**JOB:**
In the entries that follow, copy out every line from the one containing "Task: For every instance of the gold" to the one containing "Task: For every instance of the blurred", with both of those lines included. Reproduce each line without any change.

**TASK MATERIAL:**
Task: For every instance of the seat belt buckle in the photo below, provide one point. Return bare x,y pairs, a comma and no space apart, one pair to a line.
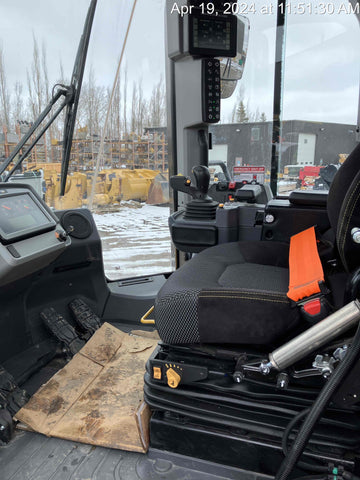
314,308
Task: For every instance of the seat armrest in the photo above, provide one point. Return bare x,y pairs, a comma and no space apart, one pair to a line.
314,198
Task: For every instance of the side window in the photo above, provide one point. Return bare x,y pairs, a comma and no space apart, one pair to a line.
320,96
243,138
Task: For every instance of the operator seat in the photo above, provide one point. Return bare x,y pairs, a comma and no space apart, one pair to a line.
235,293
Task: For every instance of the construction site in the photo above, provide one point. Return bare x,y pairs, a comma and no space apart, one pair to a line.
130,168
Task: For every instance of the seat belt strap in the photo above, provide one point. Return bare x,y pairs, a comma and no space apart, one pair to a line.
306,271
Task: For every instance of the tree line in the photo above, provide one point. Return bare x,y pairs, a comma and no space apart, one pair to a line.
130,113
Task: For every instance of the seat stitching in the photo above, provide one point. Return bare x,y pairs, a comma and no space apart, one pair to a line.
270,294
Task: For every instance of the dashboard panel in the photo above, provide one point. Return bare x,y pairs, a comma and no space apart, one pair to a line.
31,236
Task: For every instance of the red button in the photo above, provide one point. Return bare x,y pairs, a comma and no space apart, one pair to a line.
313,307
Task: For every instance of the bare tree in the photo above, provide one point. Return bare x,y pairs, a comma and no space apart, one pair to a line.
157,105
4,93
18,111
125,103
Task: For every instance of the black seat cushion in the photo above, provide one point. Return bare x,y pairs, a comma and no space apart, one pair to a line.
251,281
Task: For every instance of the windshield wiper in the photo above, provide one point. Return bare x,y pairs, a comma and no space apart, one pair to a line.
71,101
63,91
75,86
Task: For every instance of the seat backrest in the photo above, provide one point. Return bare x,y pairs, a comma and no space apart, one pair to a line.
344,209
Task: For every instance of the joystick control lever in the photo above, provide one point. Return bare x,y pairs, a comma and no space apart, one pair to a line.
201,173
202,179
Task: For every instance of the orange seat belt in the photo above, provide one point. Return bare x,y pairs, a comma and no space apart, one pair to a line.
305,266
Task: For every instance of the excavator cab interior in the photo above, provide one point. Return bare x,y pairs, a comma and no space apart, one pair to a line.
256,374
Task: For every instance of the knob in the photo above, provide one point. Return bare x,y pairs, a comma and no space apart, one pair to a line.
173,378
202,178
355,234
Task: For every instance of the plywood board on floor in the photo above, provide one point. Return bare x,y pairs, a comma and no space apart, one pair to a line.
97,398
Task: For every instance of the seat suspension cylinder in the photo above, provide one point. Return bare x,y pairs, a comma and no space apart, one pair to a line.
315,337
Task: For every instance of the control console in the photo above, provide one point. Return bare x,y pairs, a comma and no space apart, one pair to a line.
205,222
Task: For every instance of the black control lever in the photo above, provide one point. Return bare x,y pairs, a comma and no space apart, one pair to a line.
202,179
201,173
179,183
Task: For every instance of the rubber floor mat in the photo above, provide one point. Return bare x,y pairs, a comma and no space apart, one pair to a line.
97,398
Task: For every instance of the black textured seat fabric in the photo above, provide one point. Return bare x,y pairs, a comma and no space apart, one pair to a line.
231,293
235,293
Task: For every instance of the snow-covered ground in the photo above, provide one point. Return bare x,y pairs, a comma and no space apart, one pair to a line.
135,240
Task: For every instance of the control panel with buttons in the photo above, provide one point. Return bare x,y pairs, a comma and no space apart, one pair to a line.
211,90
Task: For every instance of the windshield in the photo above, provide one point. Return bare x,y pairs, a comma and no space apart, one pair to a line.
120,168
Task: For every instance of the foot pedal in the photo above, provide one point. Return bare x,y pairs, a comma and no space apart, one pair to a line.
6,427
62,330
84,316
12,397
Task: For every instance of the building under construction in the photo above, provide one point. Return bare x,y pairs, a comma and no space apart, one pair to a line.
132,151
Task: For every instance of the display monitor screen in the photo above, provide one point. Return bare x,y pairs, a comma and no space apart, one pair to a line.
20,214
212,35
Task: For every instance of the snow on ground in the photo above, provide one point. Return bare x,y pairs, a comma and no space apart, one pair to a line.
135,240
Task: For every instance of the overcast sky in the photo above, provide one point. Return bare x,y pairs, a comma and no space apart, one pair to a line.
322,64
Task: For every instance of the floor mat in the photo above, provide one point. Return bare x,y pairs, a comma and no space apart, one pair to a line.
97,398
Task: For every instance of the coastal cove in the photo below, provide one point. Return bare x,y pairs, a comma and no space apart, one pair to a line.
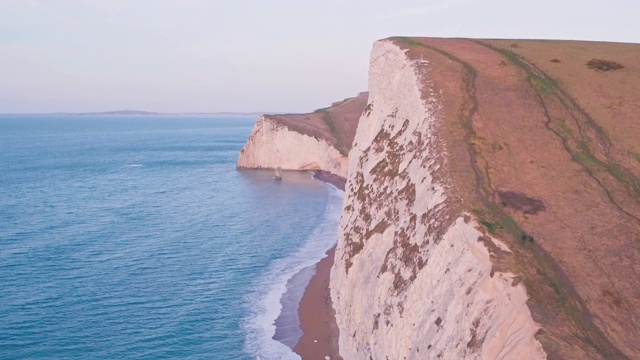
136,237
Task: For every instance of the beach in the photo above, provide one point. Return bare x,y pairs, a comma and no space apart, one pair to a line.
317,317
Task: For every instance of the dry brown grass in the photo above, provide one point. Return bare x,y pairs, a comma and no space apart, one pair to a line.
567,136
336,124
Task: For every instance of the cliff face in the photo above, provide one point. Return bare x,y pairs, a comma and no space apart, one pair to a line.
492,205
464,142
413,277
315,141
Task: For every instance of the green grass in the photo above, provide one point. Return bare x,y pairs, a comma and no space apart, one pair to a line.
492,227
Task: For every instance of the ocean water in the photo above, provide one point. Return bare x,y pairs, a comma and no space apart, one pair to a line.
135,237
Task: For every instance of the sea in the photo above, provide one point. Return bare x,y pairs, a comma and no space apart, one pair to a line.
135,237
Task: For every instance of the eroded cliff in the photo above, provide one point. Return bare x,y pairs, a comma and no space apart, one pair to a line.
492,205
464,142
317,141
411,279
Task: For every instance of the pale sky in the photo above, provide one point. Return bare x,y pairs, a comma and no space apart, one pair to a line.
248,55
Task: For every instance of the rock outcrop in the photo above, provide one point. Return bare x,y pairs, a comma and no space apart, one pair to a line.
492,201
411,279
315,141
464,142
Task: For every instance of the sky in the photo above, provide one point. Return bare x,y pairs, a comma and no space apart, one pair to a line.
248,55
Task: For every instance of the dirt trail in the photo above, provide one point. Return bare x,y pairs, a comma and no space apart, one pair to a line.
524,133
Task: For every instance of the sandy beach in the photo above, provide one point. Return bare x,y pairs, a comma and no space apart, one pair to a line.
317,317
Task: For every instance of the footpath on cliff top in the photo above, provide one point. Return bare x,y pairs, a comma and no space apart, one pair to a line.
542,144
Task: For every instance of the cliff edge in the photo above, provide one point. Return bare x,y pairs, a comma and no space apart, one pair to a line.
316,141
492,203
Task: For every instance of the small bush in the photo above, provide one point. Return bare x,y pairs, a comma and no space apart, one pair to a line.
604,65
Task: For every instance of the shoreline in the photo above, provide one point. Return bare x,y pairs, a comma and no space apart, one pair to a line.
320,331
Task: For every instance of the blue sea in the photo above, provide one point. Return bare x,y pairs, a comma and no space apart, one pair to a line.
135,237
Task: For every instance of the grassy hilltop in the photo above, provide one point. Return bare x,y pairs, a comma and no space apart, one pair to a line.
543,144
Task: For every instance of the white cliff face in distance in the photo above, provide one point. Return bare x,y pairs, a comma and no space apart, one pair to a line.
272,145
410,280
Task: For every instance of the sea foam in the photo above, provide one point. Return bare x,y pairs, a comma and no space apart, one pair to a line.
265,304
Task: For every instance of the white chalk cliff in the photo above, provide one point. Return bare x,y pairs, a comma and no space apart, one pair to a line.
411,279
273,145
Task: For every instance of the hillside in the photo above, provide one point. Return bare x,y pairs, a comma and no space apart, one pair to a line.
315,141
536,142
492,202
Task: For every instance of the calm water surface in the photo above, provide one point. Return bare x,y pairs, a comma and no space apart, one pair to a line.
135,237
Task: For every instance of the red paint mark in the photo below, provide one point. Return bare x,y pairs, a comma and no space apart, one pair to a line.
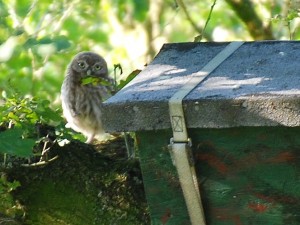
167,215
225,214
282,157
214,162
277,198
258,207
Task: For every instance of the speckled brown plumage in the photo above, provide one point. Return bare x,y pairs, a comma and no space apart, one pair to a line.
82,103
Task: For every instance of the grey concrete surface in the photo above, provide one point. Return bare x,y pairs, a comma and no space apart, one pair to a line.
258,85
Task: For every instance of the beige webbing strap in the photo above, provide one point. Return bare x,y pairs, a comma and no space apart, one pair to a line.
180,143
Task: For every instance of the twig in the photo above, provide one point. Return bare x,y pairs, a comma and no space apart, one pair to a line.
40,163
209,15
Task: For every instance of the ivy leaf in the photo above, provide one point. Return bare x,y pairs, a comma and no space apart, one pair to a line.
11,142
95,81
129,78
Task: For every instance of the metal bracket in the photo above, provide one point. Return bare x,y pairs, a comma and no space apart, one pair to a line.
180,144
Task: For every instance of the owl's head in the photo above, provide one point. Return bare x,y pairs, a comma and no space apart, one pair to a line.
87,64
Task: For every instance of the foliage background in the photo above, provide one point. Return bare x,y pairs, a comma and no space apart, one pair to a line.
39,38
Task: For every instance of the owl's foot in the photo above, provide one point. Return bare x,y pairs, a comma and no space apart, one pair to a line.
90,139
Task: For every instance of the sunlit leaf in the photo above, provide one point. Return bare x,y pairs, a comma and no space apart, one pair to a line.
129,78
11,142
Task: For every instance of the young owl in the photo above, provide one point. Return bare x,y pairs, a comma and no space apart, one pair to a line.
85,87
...
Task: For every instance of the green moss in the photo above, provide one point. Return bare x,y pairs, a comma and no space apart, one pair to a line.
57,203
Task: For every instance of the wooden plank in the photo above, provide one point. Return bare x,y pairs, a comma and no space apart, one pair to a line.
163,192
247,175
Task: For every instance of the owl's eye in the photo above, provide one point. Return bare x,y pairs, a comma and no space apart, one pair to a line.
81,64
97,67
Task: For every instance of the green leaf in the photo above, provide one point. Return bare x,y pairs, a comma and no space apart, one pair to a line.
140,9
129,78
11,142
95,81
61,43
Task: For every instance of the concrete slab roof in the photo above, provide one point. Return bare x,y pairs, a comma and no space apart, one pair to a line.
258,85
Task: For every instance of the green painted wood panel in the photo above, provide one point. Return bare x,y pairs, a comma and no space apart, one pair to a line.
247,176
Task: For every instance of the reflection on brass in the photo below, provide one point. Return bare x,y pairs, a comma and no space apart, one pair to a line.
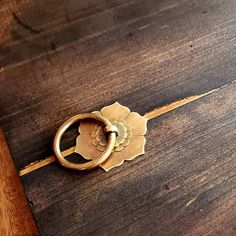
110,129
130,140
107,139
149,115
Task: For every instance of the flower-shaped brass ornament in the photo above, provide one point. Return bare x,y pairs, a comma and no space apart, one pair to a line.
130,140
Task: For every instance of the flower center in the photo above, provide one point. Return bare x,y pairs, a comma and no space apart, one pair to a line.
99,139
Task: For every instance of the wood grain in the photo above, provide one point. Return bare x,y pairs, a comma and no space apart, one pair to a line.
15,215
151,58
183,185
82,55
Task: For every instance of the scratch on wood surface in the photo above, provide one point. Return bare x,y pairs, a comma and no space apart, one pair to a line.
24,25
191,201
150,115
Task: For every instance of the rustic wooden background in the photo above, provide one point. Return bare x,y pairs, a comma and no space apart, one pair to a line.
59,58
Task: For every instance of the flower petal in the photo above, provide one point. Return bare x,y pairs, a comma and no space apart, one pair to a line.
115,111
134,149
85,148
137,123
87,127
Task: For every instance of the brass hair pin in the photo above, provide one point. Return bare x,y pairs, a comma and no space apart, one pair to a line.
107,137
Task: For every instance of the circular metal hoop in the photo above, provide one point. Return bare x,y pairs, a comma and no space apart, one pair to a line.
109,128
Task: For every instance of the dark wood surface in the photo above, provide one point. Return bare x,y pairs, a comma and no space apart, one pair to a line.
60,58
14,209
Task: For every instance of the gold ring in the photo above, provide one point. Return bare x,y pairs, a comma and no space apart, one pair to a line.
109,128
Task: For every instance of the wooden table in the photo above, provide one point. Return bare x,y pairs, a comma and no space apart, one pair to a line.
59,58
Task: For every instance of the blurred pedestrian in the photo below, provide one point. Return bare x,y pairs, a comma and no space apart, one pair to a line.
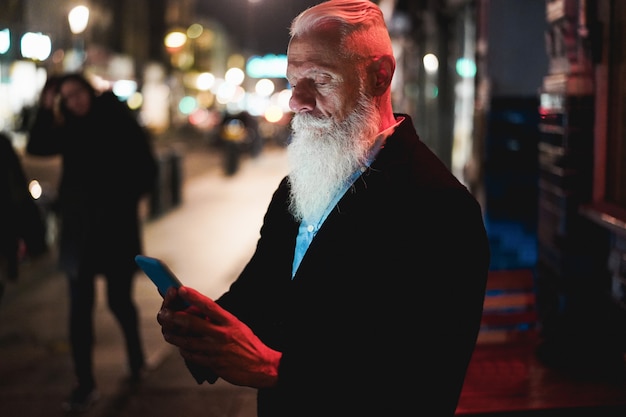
* * *
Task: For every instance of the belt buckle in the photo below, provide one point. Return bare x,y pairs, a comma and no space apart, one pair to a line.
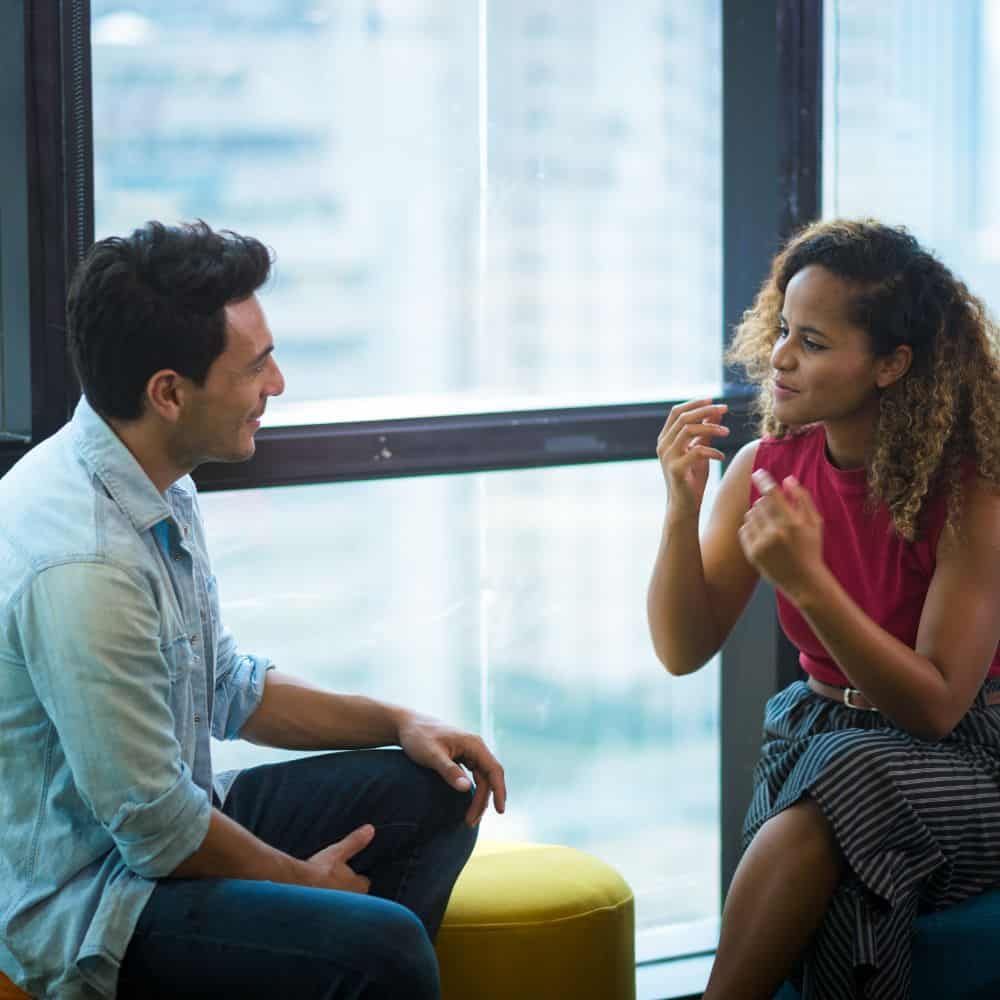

**SOLUTION TO THE EXERCISE:**
Task: For every instance of the gold ring in the photo above, provide one point. Return bare x,y pairs, a comma and no space apart, one pair to a line.
109,128
Task: For every instance of the wooden table in the photo above, provide one point. Return bare x,y pairs, a comma and no space apart, one pair to a line.
59,58
Task: For every instance of the blurred pedestrian in the photo below, provide one point. Return bare x,y pairs, a comma and no space apart, one pair to a line.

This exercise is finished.